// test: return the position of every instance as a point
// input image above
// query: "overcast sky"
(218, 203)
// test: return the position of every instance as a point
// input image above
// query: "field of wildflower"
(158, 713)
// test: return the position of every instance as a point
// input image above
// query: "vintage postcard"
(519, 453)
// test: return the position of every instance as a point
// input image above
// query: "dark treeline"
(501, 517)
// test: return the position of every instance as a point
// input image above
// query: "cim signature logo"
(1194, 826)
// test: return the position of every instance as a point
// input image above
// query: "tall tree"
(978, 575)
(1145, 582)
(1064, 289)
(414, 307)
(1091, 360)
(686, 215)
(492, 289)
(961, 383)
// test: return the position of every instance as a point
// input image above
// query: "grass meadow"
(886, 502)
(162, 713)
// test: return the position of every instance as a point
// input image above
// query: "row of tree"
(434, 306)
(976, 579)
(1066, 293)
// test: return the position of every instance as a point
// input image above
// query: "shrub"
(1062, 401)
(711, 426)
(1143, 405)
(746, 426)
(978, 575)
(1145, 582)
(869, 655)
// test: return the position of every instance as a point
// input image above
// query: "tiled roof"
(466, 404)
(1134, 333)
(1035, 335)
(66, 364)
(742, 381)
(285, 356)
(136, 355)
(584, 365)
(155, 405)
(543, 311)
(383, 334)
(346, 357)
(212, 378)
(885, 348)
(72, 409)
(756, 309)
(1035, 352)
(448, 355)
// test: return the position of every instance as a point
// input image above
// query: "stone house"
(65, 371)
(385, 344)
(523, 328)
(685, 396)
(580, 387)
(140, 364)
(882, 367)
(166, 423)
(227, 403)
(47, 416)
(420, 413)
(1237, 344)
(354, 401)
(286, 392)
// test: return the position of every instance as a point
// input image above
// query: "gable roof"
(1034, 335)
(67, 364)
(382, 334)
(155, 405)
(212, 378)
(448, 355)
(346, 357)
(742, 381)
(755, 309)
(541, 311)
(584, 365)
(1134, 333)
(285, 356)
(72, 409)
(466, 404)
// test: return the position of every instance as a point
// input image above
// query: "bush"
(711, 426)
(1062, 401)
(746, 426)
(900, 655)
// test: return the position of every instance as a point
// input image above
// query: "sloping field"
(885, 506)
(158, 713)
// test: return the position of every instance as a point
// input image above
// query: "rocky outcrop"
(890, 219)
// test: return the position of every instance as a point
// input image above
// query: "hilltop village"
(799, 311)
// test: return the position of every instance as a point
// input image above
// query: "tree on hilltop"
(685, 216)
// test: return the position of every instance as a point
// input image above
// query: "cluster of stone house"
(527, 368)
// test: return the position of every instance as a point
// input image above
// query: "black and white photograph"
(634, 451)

Exercise directions
Repeat back the data above, exact to the last character.

Final answer
// test: return the position of every instance as a point
// input image above
// query: "overcast sky"
(218, 203)
// test: return the position of every instance as a point
// input image above
// query: "field of wildflower"
(158, 713)
// test: return the position of every instance as a point
// input image above
// query: "vintage postcard"
(519, 453)
// test: return the position of every instance as a point
// input image above
// query: "dark treeline"
(501, 517)
// test: return the position of every instance as a point
// input image above
// query: "cim signature logo"
(1194, 826)
// test: return the position of every instance as a point
// input image above
// query: "tall tree"
(978, 575)
(1145, 582)
(1064, 289)
(414, 307)
(1091, 360)
(686, 215)
(492, 289)
(961, 383)
// test: return the position of every instance as a point
// input image above
// query: "grass meadow"
(886, 502)
(162, 713)
// test: return the position of every instance as a point
// input image above
// query: "row of tree"
(434, 306)
(976, 579)
(1066, 293)
// test: return the position of every instance as a point
// input image above
// query: "shrub"
(1062, 401)
(711, 426)
(1143, 405)
(746, 426)
(978, 575)
(1145, 582)
(869, 655)
// test: return the position of every instance as a point
// input image above
// query: "tiled roof"
(466, 404)
(1134, 333)
(1035, 335)
(66, 364)
(742, 381)
(285, 356)
(136, 355)
(584, 365)
(155, 405)
(543, 311)
(383, 334)
(346, 357)
(212, 378)
(885, 348)
(72, 409)
(756, 309)
(1035, 352)
(448, 355)
// test: return the position of every instance as a point
// input image above
// query: "stone house"
(65, 371)
(385, 344)
(523, 328)
(685, 396)
(580, 387)
(140, 364)
(882, 367)
(166, 423)
(227, 403)
(47, 416)
(420, 413)
(1237, 344)
(354, 401)
(286, 392)
// test: return the position of every instance as a point
// input image above
// query: "gable roof"
(1034, 335)
(67, 364)
(382, 334)
(155, 405)
(212, 378)
(448, 355)
(346, 357)
(742, 381)
(755, 309)
(541, 311)
(584, 365)
(1134, 333)
(285, 356)
(72, 409)
(466, 404)
// test: return the position of every instance as a point
// input image above
// query: "bush"
(711, 426)
(1062, 401)
(746, 426)
(900, 655)
// test: return the position of every instance as a point
// input image above
// query: "sloping field"
(885, 506)
(158, 713)
// test: return the position of every instance as a point
// input image above
// query: "rocky outcrop"
(890, 219)
// test: return the position of every instance as a point
// input image above
// query: "hilltop village"
(799, 311)
// test: return the position of every instance as a point
// input image above
// query: "tree on hilltop"
(685, 216)
// test: return the position of every instance as a point
// input image above
// query: "cluster of stone house"
(527, 368)
// test: return the position of every instance as a point
// input image above
// query: "black and white photograph"
(634, 451)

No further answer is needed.